SHORT PROBLEM: Produce an exact copy of the lines from the line that contains "Pick out the statue of" to the end of the listing below.

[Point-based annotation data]
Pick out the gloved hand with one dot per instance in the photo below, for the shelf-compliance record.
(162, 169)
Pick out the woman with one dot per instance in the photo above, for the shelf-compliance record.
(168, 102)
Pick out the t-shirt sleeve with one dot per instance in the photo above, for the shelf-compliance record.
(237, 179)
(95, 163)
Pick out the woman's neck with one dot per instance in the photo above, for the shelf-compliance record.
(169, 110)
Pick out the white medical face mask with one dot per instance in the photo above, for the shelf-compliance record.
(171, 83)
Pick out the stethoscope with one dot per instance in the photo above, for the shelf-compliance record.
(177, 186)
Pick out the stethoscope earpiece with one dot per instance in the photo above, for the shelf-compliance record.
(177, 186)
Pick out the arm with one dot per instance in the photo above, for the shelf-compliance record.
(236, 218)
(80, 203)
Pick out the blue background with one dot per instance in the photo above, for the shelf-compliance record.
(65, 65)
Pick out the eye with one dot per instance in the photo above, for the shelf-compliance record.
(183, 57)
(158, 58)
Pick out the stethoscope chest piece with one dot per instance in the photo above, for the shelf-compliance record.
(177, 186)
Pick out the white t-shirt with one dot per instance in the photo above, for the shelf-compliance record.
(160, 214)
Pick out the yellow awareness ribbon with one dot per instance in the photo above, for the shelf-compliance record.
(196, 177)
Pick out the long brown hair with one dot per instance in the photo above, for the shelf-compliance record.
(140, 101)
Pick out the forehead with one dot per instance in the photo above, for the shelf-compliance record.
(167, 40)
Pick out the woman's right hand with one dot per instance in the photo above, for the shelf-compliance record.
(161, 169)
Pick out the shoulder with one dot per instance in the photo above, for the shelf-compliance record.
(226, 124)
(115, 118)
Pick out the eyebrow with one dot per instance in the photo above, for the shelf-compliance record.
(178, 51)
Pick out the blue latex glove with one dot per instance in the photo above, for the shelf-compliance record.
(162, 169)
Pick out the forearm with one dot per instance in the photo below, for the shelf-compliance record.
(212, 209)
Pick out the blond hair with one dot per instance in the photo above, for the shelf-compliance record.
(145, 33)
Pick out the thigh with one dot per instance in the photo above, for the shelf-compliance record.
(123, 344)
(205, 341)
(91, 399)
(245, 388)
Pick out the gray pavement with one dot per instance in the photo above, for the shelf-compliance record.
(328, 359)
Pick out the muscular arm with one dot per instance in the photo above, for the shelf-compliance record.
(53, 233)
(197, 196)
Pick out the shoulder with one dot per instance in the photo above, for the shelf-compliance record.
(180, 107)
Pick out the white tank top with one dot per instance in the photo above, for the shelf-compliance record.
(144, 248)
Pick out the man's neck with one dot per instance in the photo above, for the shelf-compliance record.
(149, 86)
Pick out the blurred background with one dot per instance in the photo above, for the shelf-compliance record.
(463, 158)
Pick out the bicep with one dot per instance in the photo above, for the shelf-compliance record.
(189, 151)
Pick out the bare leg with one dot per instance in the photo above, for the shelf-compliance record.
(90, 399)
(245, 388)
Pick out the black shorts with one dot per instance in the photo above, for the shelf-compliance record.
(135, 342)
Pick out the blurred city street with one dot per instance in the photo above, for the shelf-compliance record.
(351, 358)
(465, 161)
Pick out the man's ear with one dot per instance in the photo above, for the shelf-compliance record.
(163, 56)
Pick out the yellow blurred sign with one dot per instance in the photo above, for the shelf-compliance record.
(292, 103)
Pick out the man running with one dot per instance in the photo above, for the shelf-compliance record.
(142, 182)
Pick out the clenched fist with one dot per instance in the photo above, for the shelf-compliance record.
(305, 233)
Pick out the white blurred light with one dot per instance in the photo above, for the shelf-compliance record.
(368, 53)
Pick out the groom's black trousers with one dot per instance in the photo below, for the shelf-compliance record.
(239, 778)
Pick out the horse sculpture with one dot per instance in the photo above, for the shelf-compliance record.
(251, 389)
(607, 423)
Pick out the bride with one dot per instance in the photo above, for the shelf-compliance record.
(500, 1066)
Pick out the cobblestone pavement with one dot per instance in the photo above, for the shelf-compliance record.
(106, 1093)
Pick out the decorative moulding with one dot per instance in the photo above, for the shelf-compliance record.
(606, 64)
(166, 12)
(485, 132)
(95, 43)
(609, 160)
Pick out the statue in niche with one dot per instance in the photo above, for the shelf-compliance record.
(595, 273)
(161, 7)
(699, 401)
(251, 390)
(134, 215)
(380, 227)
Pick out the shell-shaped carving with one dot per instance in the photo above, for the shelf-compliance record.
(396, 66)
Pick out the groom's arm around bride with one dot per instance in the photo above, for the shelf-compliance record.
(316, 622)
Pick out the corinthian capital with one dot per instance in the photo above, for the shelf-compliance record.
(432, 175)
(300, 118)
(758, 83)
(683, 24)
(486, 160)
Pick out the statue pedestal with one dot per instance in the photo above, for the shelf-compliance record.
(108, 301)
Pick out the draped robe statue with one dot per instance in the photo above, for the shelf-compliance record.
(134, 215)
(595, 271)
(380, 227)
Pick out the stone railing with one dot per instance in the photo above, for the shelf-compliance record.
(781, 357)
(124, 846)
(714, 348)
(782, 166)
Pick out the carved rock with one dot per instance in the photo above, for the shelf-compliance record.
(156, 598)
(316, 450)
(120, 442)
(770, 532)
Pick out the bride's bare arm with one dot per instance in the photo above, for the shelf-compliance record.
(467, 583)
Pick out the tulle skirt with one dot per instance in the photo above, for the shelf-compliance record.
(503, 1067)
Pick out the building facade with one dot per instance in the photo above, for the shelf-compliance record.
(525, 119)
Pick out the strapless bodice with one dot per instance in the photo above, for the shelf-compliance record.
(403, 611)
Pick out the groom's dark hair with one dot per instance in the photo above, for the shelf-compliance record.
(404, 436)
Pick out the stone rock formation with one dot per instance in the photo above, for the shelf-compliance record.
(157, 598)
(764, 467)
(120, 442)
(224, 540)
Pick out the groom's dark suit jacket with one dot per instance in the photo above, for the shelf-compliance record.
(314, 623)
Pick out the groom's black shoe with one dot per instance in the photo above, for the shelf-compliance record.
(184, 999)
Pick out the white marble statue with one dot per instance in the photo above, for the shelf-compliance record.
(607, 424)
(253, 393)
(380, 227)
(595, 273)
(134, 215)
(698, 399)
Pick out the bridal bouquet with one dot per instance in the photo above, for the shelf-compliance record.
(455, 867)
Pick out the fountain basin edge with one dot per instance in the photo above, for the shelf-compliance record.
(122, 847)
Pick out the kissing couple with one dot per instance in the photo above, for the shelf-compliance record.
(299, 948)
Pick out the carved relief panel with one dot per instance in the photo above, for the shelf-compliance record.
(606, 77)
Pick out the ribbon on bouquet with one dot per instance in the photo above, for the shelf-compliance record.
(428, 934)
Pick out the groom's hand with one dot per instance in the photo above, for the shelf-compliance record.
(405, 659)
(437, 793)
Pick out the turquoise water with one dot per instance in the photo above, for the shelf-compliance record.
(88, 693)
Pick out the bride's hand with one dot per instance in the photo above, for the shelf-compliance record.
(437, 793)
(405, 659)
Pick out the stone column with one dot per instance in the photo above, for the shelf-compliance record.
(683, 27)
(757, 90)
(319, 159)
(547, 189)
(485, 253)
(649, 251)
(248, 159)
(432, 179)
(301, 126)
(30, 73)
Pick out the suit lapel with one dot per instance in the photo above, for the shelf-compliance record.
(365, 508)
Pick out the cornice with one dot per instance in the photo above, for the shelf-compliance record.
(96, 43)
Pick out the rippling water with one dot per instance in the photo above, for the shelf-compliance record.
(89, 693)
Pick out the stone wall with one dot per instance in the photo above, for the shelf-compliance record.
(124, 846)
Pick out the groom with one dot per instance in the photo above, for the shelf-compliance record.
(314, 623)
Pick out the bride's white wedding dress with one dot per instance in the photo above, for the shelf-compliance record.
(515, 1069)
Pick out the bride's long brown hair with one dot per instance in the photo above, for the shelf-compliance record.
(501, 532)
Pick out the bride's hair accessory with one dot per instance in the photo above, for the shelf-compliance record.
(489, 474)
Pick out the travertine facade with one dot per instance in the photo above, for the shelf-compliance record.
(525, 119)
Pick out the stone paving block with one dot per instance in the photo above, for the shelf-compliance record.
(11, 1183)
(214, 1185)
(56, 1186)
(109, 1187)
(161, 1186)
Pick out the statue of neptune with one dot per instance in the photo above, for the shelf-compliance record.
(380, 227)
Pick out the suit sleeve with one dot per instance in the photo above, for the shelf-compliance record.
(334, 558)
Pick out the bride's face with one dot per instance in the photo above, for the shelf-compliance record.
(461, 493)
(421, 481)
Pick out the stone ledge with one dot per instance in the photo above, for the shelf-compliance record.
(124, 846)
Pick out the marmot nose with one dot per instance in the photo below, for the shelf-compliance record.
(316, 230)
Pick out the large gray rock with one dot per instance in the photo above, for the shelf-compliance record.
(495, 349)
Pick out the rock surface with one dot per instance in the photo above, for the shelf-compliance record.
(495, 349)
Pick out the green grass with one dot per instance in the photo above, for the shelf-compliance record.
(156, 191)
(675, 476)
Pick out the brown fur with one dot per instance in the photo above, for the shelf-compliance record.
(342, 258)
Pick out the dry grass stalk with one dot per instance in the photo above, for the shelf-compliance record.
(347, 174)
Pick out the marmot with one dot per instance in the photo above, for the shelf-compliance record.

RESPONSE BELOW:
Pick out the statue of neptune with one dot per instance in the photo above, for the shelf-compliance record.
(380, 227)
Pick out the suit sleeve with one dot per instance in the photo above, for the shelf-compliance record.
(334, 558)
Pick out the bride's face with one dot per instance in the photo above, for the shelf-compliance record.
(461, 493)
(421, 481)
Pick out the stone ledge with one dot per instance in the photo above, for the shelf-compliance record.
(124, 846)
Pick out the marmot nose with one dot per instance in the photo below, for the shelf-compliance record.
(316, 230)
Pick out the large gray rock with one dot per instance in the photo above, for the shelf-compliance record.
(495, 349)
Pick out the rock surface with one dot per instance in the photo above, for the shelf-compliance record.
(495, 349)
Pick out the green grass with one dot per instance in the photo above, for the shelf-compliance record.
(156, 191)
(675, 476)
Pick out the brown fur with one dot per instance in the photo above, for the shelf-compliance record.
(342, 258)
Pick out the dry grass stalk with one dot per instance in the photo above, for the shelf-compliance record.
(347, 174)
Pick out the marmot with one dot per instance in the photo above, for the shelf-compliance record.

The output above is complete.